• Activities:
- 1) Reproduce word for word the passage of the surrogacy ruling article starting at "As British law" and ending at "times a year.".
- 2) According to the surrogacy ruling article, how many times a year will the surrogate be allowed to visit the child?
- 3) For each statement, say whether it agrees with the surrogacy ruling article, answering yes or no and quoting the words of the article that decide it: (a) The embryo was transferred into the surrogate's womb in Cyprus. (b) The egg used for the embryo came from the surrogate. (c) The surrogate won her appeal.

___ Study text ___

A British woman who offered to serve as a surrogate mother for a gay couple but chose to keep the child must surrender the baby to its fathers, a UK judge has ruled.

The gay couple met the unnamed woman, who had previously acted as a surrogate, online and she agreed to travel to Cyprus in 2015 to have an embryo transferred into her womb.

She eventually changed her mind about giving up the baby, which is now 18-months-old, and reportedly waited several weeks before telling the two men she had given birth in April 2016.

According to the Independent, the surrogate sent a letter to the couple one day before the child was born telling them that she was going to keep the baby.

The couple filed legal proceedings soon after and a High Court has now ruled that the child should live with its fathers. High Court Justice Lucy Theis said the baby was “better off as a child of gay intended parents living with a genetic parent.”

She criticised the surrogate and her husband for changing their minds and preventing the fathers from establishing a relationship with their child.

The surrogate has no biological connection to the child as the fathers donated sperm paired with an egg from a Spanish donor. Other the next few months, the couple fell out with the woman and her husband, who already had five other children.

As British law doesn’t recognise surrogacy and because there was no adoption order in place, the surrogate and her husband remained the child’s legal mother and father.

This week, however, she lost an appeal and has been ordered to surrender the child but will be allowed to visit the child six times a year.

___ Provided material ___

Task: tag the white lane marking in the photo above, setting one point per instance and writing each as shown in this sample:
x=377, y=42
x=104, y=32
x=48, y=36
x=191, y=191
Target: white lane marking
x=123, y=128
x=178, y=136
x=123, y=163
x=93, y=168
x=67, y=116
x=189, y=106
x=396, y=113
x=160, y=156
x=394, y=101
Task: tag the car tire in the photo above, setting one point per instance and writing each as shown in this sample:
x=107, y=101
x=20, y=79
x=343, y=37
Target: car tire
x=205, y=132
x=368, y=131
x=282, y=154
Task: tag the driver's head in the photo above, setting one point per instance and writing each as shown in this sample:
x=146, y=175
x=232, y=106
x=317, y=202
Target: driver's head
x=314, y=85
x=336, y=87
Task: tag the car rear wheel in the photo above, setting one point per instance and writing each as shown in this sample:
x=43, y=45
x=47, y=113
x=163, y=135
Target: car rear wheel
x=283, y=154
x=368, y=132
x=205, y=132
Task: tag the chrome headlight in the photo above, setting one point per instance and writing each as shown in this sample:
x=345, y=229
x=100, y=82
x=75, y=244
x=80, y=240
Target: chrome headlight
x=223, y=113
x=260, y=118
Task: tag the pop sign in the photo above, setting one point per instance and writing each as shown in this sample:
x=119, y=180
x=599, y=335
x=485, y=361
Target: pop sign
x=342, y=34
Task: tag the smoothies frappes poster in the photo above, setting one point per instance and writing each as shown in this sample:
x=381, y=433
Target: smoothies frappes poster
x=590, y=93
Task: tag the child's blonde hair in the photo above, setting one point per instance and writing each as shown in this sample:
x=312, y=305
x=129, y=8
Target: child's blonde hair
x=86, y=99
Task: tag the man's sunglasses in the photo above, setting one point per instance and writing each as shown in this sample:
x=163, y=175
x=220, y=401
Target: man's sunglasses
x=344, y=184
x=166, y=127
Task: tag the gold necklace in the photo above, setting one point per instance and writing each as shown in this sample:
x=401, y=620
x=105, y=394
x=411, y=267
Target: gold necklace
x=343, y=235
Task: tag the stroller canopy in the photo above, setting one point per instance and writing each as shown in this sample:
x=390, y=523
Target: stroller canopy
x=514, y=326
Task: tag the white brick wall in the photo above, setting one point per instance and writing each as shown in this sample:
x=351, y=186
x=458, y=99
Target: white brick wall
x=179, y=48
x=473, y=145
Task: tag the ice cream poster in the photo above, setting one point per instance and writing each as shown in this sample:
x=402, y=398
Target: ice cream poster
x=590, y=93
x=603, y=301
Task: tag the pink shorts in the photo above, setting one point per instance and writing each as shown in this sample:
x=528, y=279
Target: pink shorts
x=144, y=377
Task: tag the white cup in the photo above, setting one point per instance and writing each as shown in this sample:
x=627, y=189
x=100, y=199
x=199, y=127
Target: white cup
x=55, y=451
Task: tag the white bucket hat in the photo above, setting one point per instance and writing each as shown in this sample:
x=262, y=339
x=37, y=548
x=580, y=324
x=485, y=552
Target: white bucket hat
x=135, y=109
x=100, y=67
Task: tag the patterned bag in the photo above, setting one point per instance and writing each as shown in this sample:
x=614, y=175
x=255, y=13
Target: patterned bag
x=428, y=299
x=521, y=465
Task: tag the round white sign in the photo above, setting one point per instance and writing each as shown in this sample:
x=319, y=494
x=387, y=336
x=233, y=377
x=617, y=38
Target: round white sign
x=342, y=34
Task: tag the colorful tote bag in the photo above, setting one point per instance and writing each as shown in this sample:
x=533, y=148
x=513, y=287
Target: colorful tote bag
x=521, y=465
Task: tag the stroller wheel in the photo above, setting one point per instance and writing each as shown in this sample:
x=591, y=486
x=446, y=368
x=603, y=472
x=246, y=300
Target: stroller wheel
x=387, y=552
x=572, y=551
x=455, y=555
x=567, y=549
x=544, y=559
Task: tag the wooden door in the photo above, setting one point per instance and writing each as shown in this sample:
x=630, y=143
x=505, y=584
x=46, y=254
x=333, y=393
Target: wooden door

___

• Solutions:
- 1)
As British law doesn’t recognise surrogacy and because there was no adoption order in place, the surrogate and her husband remained the child’s legal mother and father.

This week, however, she lost an appeal and has been ordered to surrender the child but will be allowed to visit the child six times a year.

- 2) Six times a year.

- 3)
(a) Yes: "she agreed to travel to Cyprus in 2015 to have an embryo transferred into her womb."
(b) No: "the fathers donated sperm paired with an egg from a Spanish donor."
(c) No: "This week, however, she lost an appeal"